# [SOURCE]
You are viewing a plain text version of this content. The canonical link for it is here.
Posted to dev@pig.apache.org by "Rohini Palaniswamy (JIRA)" <ji...@apache.org> on 2012/11/10 22:43:12 UTC

[jira] [Commented] (PIG-2498) e2e tests failing in some cases due to incorrect unix sort args

    [ https://issues.apache.org/jira/browse/PIG-2498?page=com.atlassian.jira.plugin.system.issuetabpanels:comment-tabpanel&focusedCommentId=13494775#comment-13494775 ] 

Rohini Palaniswamy commented on PIG-2498:
-----------------------------------------

Patrick,
 Hit failures because of this in RHEL 6 for some test cases (Order-6,7,8,9,18, Types-20,21,22,23,24,25, Split-6, BigData-7,8). Came up with a patch by changing the failures to -k style, before I came upon this jira. Patch looks good, but I have one comment. Since we are fixing all the sort args, can we move off the obsolete origin-zero syntax and move to the -k style? I would be glad to review, test and commit this one. Thanks.

# [DATA LINES]
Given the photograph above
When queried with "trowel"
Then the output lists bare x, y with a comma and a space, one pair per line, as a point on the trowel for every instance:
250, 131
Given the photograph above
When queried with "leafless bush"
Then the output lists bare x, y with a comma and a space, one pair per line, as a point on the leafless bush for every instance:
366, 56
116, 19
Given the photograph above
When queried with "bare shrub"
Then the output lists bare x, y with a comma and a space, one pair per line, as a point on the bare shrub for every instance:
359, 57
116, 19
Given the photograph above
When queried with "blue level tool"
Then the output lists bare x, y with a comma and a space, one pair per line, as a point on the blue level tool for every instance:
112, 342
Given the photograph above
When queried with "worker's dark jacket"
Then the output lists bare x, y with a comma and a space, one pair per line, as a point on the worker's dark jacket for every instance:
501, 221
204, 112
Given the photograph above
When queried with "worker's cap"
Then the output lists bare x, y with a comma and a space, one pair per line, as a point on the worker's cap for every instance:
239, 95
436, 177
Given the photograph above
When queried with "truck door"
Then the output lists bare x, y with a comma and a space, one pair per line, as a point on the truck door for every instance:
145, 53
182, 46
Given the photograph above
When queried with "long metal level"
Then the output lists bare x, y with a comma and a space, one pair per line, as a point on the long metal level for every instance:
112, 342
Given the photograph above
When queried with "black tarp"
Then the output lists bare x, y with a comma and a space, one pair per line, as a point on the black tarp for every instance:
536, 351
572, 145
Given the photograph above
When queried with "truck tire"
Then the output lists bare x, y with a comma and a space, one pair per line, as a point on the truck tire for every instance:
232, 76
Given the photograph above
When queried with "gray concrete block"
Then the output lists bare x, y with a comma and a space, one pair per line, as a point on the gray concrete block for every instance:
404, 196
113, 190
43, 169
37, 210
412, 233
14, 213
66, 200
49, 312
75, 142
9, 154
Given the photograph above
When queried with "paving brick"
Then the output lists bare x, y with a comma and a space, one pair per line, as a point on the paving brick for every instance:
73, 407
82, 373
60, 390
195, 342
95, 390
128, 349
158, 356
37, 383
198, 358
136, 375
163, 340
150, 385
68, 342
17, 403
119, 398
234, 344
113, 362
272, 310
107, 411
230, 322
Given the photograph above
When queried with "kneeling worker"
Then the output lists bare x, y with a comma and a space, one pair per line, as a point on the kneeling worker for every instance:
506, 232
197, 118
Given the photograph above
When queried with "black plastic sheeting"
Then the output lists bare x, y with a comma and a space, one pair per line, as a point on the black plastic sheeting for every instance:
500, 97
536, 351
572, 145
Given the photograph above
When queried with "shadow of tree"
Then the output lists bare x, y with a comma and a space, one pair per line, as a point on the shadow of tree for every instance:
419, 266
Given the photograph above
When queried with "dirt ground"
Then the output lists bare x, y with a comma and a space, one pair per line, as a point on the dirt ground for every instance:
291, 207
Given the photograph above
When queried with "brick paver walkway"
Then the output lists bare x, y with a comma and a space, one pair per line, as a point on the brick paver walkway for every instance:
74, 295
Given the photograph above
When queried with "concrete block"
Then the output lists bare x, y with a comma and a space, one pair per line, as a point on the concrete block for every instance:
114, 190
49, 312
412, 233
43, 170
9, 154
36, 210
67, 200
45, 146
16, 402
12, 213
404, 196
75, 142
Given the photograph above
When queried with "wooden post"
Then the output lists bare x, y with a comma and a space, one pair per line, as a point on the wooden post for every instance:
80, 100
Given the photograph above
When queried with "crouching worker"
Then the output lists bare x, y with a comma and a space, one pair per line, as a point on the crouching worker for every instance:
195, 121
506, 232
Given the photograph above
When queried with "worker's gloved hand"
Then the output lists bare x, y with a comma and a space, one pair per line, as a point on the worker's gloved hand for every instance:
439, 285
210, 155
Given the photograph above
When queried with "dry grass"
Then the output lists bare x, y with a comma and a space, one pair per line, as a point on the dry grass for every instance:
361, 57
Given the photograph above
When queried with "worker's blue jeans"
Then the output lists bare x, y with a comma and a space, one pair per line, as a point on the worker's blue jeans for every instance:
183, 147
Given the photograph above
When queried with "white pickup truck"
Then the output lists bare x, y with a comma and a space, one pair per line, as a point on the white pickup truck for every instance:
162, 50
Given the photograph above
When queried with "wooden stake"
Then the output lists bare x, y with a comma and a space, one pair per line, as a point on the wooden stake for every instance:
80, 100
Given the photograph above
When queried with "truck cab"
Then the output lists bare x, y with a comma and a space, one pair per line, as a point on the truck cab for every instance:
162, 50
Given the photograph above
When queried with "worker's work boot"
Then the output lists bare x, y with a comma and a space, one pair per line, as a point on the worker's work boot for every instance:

# [AIM 1]
On which operating system did the comment's author hit the test failures?
# [AIM 2]
Copy the comment word for word, from "Rohini Palaniswamy commented" to "this one. Thanks.".
You won't need the listing.

# [RIGHT ANSWER 1]
RHEL 6

# [RIGHT ANSWER 2]
Rohini Palaniswamy commented on PIG-2498:
-----------------------------------------

Patrick,
 Hit failures because of this in RHEL 6 for some test cases (Order-6,7,8,9,18, Types-20,21,22,23,24,25, Split-6, BigData-7,8). Came up with a patch by changing the failures to -k style, before I came upon this jira. Patch looks good, but I have one comment. Since we are fixing all the sort args, can we move off the obsolete origin-zero syntax and move to the -k style? I would be glad to review, test and commit this one. Thanks.